» ИСХОДНЫЙ ТЕКСТ:
/---
Тот, кто не хочет внимать шёпоту вечности, будет внимать её громам.

Князь С. Н. Трубецкой

I

Русь, как Страна. Истоки государственности Руси.

Рассмотривая начала русской государственности, скоро обнаруживаешь, что феномен её трудно поддаётся аналитическому разложению. Наверное, потому, что «начала» эти никогда из частей и не складывались. Внутренняя цельность всякой Страны принуждает внимательного исследователя обратиться к обычаям и традициям, на нравственных основах которых выстраивается государство, происходит становление Державы и объединяющей многие народы Империи. Мы и не будем «раскладывать», так как перед нами стоят другие задачи. С них и начнём.
\---
» ЗАПИСИ:
/---
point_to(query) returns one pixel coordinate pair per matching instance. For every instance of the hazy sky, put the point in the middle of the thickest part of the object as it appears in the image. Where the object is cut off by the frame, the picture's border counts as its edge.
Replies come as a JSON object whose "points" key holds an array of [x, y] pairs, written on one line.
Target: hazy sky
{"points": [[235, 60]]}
\---
/---
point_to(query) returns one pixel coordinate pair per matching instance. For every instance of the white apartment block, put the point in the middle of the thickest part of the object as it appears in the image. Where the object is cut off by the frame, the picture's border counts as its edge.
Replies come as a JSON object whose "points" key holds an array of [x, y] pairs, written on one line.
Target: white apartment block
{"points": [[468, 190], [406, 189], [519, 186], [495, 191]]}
\---
/---
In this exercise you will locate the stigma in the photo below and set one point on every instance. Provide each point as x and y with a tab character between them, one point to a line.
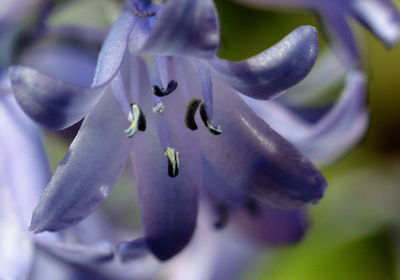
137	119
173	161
\---
» ЗАДАНИЕ 1: Определите, соответствуют ли исходному тексту утверждения: (а) феномен русской государственности легко поддаётся аналитическому разложению; (б) внутренняя цельность Страны побуждает исследователя обратиться к обычаям и традициям; (в) начала русской государственности складывались из частей. Для каждого дайте ответ «да» или «нет» и приведите решающие слова текста дословной цитатой.
» ЗАДАНИЕ 2: Воспроизведите без изменений фрагмент исходного текста, который открывается словами «Князь С. Н. Трубецкой» и завершается словами «задачи. С них и начнём.».
Список никак не связан с исходным текстом.

» РЕЗУЛЬТАТ ВЫПОЛНЕНИЯ 1:
(а) Нет: «феномен её трудно поддаётся аналитическому разложению».
(б) Да: «Внутренняя цельность всякой Страны принуждает внимательного исследователя обратиться к обычаям и традициям».
(в) Нет: «никогда из частей и не складывались».

» РЕЗУЛЬТАТ ВЫПОЛНЕНИЯ 2:
Князь С. Н. Трубецкой

I

Русь, как Страна. Истоки государственности Руси.

Рассмотривая начала русской государственности, скоро обнаруживаешь, что феномен её трудно поддаётся аналитическому разложению. Наверное, потому, что «начала» эти никогда из частей и не складывались. Внутренняя цельность всякой Страны принуждает внимательного исследователя обратиться к обычаям и традициям, на нравственных основах которых выстраивается государство, происходит становление Державы и объединяющей многие народы Империи. Мы и не будем «раскладывать», так как перед нами стоят другие задачи. С них и начнём.